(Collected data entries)
────

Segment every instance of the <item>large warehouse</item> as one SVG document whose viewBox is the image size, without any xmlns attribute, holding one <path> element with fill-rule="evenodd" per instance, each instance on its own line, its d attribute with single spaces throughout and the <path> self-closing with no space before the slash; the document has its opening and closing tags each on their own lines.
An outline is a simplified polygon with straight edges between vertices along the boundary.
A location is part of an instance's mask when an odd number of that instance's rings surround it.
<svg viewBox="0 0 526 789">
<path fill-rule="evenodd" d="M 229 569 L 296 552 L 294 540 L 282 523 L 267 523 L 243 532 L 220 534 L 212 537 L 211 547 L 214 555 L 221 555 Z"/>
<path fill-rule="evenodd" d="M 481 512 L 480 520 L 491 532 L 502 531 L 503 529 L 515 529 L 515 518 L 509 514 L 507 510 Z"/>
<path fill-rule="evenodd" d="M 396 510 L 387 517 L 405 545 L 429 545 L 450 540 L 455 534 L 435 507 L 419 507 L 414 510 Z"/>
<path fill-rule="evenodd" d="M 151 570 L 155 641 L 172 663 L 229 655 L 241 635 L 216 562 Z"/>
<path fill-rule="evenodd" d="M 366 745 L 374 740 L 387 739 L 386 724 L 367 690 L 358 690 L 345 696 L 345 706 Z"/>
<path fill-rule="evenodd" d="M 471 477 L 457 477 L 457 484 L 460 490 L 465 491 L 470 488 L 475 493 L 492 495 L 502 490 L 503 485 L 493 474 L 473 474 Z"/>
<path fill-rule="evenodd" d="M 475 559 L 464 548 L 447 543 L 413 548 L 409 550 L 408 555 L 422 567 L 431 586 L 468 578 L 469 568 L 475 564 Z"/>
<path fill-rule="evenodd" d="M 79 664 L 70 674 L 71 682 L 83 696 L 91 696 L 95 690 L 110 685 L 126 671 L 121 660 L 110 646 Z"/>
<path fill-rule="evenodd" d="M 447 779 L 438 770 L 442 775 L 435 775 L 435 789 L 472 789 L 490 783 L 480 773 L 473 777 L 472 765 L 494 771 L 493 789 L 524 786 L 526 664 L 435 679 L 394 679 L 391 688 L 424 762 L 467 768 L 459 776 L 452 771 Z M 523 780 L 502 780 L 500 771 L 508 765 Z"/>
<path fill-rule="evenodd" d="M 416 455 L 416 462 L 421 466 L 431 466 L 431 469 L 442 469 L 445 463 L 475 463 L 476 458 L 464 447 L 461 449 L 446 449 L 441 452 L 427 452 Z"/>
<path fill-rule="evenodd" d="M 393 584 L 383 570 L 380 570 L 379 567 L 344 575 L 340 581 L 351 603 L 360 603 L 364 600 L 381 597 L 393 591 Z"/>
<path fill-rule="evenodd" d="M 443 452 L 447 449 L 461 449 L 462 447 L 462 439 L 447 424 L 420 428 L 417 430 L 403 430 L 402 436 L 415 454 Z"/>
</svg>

────

Your goal: Reproduce all of the material above word for word.

Task result:
Segment every instance of the <item>large warehouse</item> as one SVG document whose viewBox is the image size, without any xmlns attribute, holding one <path> element with fill-rule="evenodd" per instance, each instance on its own line, its d attribute with single spaces throughout and the <path> self-closing with no space before the slash; the document has its opening and closing tags each on their own lines.
An outline is a simplified polygon with straight edges between vertices along the boundary.
A location is part of an instance's mask when an odd number of that instance's rings surround it.
<svg viewBox="0 0 526 789">
<path fill-rule="evenodd" d="M 229 569 L 296 552 L 294 540 L 282 523 L 267 523 L 243 532 L 220 534 L 212 537 L 211 547 L 214 555 L 221 555 Z"/>
<path fill-rule="evenodd" d="M 481 512 L 480 520 L 491 532 L 502 531 L 503 529 L 515 529 L 515 518 L 509 514 L 507 510 Z"/>
<path fill-rule="evenodd" d="M 396 510 L 387 517 L 405 545 L 429 545 L 450 540 L 455 534 L 435 507 L 419 507 L 414 510 Z"/>
<path fill-rule="evenodd" d="M 151 570 L 155 641 L 172 663 L 229 655 L 241 635 L 216 562 Z"/>
<path fill-rule="evenodd" d="M 366 745 L 374 740 L 387 739 L 386 724 L 367 690 L 358 690 L 345 696 L 345 706 Z"/>
<path fill-rule="evenodd" d="M 471 477 L 457 477 L 457 484 L 460 490 L 465 491 L 470 488 L 475 493 L 492 495 L 502 490 L 503 485 L 493 474 L 473 474 Z"/>
<path fill-rule="evenodd" d="M 475 559 L 464 548 L 447 543 L 413 548 L 409 550 L 408 555 L 422 567 L 431 586 L 468 578 L 469 568 L 475 564 Z"/>
<path fill-rule="evenodd" d="M 79 664 L 70 674 L 71 682 L 83 696 L 91 696 L 95 690 L 110 685 L 126 671 L 121 660 L 110 646 Z"/>
<path fill-rule="evenodd" d="M 447 779 L 438 770 L 442 775 L 435 775 L 435 789 L 472 789 L 490 783 L 480 773 L 473 777 L 472 765 L 494 771 L 493 789 L 524 786 L 526 664 L 435 679 L 394 679 L 391 688 L 424 762 L 467 768 L 459 776 L 452 771 Z M 523 780 L 502 780 L 500 771 L 508 765 Z"/>
<path fill-rule="evenodd" d="M 416 455 L 416 462 L 421 466 L 431 466 L 431 469 L 442 469 L 445 463 L 475 463 L 476 458 L 464 447 L 461 449 L 446 449 L 441 452 L 427 452 Z"/>
<path fill-rule="evenodd" d="M 393 584 L 383 570 L 380 570 L 379 567 L 344 575 L 340 581 L 351 603 L 360 603 L 364 600 L 381 597 L 393 591 Z"/>
<path fill-rule="evenodd" d="M 443 452 L 447 449 L 461 449 L 462 447 L 462 439 L 447 424 L 420 428 L 417 430 L 403 430 L 402 436 L 415 454 Z"/>
</svg>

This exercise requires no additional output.